• Directions
Your task is to repeat exactly the lines below between the line holding "Kindly outline every instance of the small" and the line holding "Kindly outline every instance of the blue", inclusive, and only those.

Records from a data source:
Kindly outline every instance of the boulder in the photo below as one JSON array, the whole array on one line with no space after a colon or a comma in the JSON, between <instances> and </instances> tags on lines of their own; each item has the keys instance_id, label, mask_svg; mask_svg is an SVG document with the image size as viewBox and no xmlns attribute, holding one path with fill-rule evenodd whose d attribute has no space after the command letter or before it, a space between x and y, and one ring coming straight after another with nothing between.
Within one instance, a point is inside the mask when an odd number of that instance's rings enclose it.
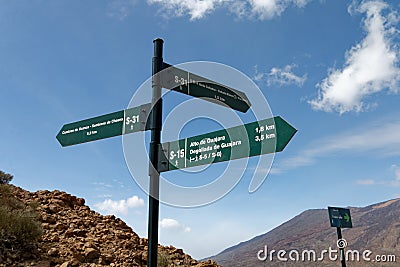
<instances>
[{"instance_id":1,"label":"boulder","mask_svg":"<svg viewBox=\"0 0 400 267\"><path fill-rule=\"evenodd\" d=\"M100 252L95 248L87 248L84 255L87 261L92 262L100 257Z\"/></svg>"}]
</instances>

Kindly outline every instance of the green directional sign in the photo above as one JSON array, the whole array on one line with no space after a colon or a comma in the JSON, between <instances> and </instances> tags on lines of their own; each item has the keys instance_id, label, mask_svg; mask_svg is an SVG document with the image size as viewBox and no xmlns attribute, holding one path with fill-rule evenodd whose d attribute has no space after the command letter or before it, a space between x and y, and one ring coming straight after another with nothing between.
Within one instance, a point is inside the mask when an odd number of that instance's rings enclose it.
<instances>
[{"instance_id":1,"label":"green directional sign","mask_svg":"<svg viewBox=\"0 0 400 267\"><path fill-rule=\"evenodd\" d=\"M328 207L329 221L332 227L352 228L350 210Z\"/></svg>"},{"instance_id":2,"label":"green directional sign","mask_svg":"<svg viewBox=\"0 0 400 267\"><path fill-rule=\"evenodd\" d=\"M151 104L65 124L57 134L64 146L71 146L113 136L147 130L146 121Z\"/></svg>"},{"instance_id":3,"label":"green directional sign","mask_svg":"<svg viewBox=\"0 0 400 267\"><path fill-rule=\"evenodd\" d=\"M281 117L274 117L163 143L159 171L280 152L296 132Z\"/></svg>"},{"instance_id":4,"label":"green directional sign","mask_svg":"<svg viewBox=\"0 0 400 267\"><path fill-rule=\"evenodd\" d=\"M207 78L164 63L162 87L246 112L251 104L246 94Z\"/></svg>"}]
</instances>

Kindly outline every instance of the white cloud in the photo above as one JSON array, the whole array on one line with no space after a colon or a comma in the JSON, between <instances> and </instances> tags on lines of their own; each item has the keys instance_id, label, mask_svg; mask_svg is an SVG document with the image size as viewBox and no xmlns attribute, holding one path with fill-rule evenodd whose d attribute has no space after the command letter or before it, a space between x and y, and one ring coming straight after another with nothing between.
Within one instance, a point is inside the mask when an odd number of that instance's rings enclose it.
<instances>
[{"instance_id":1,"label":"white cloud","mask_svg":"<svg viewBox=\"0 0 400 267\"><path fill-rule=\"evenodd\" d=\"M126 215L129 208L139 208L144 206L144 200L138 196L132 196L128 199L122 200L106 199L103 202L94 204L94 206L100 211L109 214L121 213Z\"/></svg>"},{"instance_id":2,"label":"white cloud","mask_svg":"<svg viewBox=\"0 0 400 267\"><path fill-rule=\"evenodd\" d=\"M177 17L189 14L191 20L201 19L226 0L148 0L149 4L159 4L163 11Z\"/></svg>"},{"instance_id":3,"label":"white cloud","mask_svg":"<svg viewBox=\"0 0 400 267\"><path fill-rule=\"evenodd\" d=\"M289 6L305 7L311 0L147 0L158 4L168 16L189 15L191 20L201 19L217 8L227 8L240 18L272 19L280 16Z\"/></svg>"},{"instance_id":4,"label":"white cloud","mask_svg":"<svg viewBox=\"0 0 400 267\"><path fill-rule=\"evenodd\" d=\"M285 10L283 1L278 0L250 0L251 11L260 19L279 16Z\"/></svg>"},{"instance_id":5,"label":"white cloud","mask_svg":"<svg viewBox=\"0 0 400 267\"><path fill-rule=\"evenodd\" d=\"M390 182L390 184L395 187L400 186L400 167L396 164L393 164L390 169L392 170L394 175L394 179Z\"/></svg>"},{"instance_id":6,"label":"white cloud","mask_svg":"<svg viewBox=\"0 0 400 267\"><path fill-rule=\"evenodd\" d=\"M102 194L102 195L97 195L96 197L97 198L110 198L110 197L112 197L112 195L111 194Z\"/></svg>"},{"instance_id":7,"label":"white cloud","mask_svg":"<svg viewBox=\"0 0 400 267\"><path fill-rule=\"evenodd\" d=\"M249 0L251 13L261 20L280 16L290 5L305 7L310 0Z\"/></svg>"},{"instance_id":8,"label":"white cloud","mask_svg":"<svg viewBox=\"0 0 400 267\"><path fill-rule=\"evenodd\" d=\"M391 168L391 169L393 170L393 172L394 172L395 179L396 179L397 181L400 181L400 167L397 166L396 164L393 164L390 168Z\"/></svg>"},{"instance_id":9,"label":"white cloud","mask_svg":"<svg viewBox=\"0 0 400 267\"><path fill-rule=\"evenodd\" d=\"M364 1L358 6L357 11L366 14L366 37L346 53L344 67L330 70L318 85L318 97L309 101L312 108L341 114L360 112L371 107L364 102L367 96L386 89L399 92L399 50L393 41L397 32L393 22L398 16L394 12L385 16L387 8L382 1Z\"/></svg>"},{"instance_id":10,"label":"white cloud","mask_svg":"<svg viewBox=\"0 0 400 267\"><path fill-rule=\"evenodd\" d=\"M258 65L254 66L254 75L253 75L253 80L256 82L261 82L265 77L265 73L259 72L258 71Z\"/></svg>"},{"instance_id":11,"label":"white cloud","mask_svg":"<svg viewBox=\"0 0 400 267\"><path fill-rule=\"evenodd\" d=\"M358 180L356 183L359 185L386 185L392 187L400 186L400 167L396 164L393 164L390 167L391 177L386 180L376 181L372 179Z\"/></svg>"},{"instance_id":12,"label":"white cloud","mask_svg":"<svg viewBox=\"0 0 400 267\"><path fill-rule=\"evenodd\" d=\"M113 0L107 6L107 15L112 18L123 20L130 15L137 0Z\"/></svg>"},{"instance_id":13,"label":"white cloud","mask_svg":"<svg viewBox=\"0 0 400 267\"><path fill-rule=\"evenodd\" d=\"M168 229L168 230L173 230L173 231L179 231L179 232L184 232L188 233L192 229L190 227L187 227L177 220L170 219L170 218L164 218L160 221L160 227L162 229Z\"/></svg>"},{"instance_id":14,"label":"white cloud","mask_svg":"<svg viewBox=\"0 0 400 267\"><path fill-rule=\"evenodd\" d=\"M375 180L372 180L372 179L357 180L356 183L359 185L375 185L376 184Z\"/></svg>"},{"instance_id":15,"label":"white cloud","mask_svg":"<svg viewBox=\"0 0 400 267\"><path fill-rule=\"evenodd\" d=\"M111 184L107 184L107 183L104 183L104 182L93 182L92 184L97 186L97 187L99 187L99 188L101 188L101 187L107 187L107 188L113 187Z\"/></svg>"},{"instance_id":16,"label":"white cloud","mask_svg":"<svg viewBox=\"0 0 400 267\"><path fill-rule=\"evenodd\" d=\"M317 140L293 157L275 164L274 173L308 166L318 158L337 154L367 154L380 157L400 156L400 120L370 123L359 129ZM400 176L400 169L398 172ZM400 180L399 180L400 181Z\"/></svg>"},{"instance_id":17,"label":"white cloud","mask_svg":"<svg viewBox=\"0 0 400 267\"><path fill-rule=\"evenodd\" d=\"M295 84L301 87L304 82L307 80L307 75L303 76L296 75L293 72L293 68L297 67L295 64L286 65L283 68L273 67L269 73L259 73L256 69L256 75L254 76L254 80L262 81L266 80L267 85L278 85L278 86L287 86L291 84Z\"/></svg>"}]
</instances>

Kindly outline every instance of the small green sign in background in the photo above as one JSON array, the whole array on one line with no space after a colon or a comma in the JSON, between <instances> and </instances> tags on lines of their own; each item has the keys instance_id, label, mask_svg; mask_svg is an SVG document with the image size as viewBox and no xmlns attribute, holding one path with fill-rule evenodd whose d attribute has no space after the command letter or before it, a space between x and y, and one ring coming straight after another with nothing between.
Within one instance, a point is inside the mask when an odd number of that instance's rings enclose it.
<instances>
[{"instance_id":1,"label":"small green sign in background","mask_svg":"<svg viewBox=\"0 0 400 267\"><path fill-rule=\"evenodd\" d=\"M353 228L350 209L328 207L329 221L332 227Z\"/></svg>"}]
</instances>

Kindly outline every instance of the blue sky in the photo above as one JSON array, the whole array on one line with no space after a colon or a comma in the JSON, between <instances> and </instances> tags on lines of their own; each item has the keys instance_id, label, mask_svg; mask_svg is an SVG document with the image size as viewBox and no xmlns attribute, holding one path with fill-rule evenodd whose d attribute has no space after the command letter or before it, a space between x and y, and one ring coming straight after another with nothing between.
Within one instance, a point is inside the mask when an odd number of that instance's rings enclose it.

• Exercise answer
Kindly outline every instance of the small green sign in background in the photo above as one JSON array, the whole array on one line with no space after a colon or a comma in the JSON, between <instances> and </instances> tags on lines of their own; each item has the keys instance_id, label, mask_svg; mask_svg is an SVG document with the image size as viewBox and no xmlns attribute, holding one path with fill-rule evenodd whose d attribute has no space after the command letter or before it, a space between x and y, and one ring coming straight after another with nothing between.
Within one instance, a point is inside the mask when an odd number of that instance's rings enclose it.
<instances>
[{"instance_id":1,"label":"small green sign in background","mask_svg":"<svg viewBox=\"0 0 400 267\"><path fill-rule=\"evenodd\" d=\"M353 228L350 209L328 207L329 221L332 227Z\"/></svg>"}]
</instances>

Kindly outline every instance of the blue sky in the photo above as one JSON array, the whole array on one line with no space after a colon or a comma in the JSON, between <instances> and </instances> tags on lines of their own; each item has the keys instance_id, label, mask_svg; mask_svg is an SVG document with the image size as viewBox and no xmlns attribute, holding one path with fill-rule evenodd whose d attribute has no space after the command letter or before it, a space between x and y, and one ring coming straight after another with nothing between.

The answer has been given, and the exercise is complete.